Return every entry exactly as written.

══ SUPPLIED RECORDS ══

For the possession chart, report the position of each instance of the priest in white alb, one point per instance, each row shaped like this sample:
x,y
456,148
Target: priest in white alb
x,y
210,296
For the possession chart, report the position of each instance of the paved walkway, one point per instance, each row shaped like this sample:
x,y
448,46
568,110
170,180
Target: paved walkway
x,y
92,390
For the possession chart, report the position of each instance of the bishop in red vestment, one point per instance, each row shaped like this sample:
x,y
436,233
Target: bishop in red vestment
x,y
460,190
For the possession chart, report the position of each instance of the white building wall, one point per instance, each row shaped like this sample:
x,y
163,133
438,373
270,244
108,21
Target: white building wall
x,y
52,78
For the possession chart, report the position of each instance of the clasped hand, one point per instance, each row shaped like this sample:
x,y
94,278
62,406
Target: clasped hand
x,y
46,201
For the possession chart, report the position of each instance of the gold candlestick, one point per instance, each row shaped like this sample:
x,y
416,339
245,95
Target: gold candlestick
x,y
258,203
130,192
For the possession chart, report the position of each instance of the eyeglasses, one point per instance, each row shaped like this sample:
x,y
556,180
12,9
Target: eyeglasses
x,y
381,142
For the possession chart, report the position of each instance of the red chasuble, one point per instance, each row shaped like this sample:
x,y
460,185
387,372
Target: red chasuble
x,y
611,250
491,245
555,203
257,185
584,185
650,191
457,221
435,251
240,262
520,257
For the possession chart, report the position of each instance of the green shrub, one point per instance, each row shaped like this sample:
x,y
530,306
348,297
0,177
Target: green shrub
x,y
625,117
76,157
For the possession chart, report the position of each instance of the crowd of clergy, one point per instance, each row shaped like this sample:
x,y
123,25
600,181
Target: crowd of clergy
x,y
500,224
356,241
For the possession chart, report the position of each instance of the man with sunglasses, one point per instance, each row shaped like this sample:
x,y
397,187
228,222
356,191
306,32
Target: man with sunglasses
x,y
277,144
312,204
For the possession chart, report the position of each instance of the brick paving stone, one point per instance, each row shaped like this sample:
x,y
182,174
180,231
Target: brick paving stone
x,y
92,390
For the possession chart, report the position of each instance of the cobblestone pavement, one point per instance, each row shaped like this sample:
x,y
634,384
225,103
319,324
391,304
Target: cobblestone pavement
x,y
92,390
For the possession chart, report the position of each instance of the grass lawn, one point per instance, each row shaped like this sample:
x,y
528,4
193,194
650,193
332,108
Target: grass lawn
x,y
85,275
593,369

═══

● **RESULT BELOW**:
For the possession chart, report the position of each instance of the priest in white alb, one point per instance, each row shaped like this sample:
x,y
456,148
Target: priest in white alb
x,y
210,296
For the possession chart, report the position of each instance of the paved walkway, one point per instance, each row shaped like this sample:
x,y
448,46
568,110
170,180
Target: paved walkway
x,y
92,390
For the possession chart, report the position of each instance of the bishop in red vestment, one point per instance, each row shaped like this sample:
x,y
436,233
Target: bishop in red vestment
x,y
460,190
For the possession chart, report the position of each instance of the white building wall, one point per instance, each row shaped like this sample:
x,y
163,133
438,373
270,244
108,21
Target: white building wall
x,y
52,78
For the possession chart, report the position of each instance of the clasped hand, one point per instance, each row shaped like this sample:
x,y
94,278
62,406
Target: clasped hand
x,y
46,201
For the possession chart, report the position of each instance of the gold candlestick, one point per instance, each row shaped like this sample:
x,y
416,339
245,95
Target: gold candlestick
x,y
258,203
130,192
For the possession chart, report the position of each instance of the eyeglasses, one point per instance, each row shaped like this sample:
x,y
556,180
12,9
Target: eyeglasses
x,y
381,142
For the possession chart, report the position of each instance of the red chasuble, one point per instance, each row shaped like this sample:
x,y
460,185
387,372
Target: red chasuble
x,y
611,250
491,245
555,203
257,185
584,185
650,191
457,221
435,251
240,262
520,257
For the possession chart, report the position of each instance of the green shrub, one point per instance, each row shaped like this sample:
x,y
530,306
348,297
0,177
Target: green shrub
x,y
625,117
76,157
For the possession chart, report the position of each instance of the crowd of clergy, one point per instance, each row shaped like this sample:
x,y
123,25
600,181
Target: crowd of clergy
x,y
500,224
356,241
For the possession chart, report the position of each instance of the man with sunglasses, one point per instance, each row shaped like this sample:
x,y
397,187
228,222
356,191
306,32
Target: man with sunglasses
x,y
277,144
312,204
For the possession chart, report the position of each instance of the brick paving stone, one point per instance, each row shaped like this sample:
x,y
182,174
180,231
Target: brick paving stone
x,y
92,390
For the possession chart, report the position of each instance of the cobblestone pavement, one point per instance, each row shaped like this sample:
x,y
634,384
225,103
319,324
391,304
Target: cobblestone pavement
x,y
92,390
For the possession chart, report the position of each instance of the grass lawn, one point per instance, each row shaped like this sample:
x,y
528,4
193,194
650,193
332,108
Target: grass lawn
x,y
85,275
593,369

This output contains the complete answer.